### PROBLEM STATEMENT:
Your answer should hold only the lines from the one with "If you would be so kind as to spot the person" through the end of the listing below, each retyped exactly.

### DATA FOR PROCESSING:
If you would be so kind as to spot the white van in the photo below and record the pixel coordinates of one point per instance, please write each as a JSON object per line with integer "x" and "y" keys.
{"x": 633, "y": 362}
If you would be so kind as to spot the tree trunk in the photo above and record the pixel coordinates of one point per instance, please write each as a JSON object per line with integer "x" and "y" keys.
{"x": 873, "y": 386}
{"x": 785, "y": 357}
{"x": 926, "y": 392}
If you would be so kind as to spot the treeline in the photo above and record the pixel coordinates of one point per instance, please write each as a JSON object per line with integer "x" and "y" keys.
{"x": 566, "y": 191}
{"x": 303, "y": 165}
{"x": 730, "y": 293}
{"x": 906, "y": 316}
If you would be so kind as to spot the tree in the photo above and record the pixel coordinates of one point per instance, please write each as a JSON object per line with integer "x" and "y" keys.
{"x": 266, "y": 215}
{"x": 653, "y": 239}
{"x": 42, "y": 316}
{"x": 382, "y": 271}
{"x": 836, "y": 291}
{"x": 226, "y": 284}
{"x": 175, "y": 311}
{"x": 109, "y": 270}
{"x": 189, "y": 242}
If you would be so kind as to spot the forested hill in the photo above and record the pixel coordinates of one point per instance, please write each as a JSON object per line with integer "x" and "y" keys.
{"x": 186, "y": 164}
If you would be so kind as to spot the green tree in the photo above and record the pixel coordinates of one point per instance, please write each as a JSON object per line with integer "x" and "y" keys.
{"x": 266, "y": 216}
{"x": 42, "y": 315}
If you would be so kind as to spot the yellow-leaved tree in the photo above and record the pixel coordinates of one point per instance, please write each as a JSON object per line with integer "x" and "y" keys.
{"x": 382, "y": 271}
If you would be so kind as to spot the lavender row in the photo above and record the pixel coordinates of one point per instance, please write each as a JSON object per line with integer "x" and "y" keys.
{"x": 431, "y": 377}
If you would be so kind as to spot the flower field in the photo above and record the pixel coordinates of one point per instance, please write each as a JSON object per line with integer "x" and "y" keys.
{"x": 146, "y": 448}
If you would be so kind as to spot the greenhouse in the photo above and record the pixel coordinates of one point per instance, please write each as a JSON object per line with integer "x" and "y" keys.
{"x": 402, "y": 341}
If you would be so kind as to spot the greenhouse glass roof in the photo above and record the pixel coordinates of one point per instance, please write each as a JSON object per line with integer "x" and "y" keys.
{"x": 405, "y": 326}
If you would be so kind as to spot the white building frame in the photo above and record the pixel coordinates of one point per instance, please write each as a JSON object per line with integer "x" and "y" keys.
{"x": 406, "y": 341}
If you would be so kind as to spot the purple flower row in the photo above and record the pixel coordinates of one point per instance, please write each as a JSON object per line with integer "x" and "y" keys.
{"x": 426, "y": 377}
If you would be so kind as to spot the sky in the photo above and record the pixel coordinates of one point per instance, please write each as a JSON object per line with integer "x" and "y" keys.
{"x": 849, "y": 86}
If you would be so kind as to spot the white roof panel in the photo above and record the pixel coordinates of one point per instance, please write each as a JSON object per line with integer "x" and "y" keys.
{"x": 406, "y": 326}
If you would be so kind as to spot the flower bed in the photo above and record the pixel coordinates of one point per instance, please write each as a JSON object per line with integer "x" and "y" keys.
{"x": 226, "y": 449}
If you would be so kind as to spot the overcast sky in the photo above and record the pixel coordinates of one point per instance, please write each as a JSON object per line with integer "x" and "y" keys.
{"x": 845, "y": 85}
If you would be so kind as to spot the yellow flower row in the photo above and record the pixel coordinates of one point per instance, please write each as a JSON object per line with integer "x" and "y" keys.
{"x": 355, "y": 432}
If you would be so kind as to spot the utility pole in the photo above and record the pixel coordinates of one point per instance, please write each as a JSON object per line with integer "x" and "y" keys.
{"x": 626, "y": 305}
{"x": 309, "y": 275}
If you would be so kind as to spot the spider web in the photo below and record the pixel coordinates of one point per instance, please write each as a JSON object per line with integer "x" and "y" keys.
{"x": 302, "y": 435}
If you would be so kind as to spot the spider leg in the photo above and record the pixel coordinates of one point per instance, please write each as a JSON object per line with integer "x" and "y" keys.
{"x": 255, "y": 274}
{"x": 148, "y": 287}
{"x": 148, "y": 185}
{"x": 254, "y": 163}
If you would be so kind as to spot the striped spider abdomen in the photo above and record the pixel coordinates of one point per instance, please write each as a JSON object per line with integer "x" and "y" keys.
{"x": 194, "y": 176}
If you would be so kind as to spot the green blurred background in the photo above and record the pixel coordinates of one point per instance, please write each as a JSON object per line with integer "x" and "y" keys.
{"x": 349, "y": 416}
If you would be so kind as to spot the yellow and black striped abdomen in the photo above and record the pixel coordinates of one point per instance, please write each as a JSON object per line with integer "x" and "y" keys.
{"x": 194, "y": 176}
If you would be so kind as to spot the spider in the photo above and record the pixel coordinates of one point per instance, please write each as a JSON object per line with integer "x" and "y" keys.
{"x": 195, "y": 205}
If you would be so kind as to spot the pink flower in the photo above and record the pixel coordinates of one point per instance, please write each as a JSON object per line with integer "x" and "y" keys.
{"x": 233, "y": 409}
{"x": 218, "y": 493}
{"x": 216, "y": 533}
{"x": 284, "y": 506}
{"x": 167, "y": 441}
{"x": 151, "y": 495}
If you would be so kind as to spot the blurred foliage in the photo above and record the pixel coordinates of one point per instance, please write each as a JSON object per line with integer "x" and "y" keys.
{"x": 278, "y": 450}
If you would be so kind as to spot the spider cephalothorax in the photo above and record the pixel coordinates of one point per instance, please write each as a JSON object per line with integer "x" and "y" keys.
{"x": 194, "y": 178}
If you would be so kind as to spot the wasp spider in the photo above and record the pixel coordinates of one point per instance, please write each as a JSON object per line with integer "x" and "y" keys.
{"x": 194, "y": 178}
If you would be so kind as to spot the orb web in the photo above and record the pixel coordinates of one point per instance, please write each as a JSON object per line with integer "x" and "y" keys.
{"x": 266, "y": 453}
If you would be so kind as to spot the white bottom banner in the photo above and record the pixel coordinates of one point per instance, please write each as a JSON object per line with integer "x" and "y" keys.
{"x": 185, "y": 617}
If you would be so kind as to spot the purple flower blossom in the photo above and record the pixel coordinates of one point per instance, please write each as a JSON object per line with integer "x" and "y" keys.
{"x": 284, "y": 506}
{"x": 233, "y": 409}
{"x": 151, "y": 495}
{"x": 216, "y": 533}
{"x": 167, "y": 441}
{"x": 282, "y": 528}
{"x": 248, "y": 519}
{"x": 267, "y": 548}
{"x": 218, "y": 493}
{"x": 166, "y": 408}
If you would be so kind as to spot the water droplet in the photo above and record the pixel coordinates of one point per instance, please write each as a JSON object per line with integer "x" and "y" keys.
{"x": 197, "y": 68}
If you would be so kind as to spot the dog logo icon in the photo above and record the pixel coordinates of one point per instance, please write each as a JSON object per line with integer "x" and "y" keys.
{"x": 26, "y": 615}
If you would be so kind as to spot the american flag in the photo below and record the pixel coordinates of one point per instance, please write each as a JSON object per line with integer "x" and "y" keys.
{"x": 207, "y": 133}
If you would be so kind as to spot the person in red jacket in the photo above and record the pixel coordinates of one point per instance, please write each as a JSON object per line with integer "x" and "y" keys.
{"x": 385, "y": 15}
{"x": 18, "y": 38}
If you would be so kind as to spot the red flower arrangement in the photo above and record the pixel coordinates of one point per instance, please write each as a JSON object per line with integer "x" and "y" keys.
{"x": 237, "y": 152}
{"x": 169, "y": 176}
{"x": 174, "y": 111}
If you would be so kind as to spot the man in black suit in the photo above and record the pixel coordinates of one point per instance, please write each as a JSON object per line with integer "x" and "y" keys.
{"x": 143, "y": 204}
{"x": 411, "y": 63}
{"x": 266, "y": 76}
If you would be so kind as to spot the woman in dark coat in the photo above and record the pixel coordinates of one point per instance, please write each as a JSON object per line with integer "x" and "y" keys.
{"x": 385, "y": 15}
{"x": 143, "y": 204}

### ANSWER TO THE EXERCISE:
If you would be so kind as to spot the person in red jacket in the photo above and record the pixel coordinates of one point per instance, please write each as a JSON object per line with integer "x" and "y" keys.
{"x": 385, "y": 15}
{"x": 18, "y": 38}
If you would be so kind as to spot the red flower arrangement in the photo above and record the pixel coordinates of one point per instance, please write each as a JSON object per line with integer "x" and "y" keys.
{"x": 237, "y": 152}
{"x": 169, "y": 176}
{"x": 174, "y": 111}
If you would be so kind as to spot the man in black suit in the photo above and record the pixel coordinates of one point per instance, please write each as a JSON object per line with integer "x" and "y" keys.
{"x": 143, "y": 204}
{"x": 411, "y": 63}
{"x": 266, "y": 76}
If you would be so kind as to spot the woman in dark coat in the photo above and record the pixel coordinates of one point per instance, please write each as a JSON object per line with integer "x" and "y" keys.
{"x": 385, "y": 15}
{"x": 143, "y": 204}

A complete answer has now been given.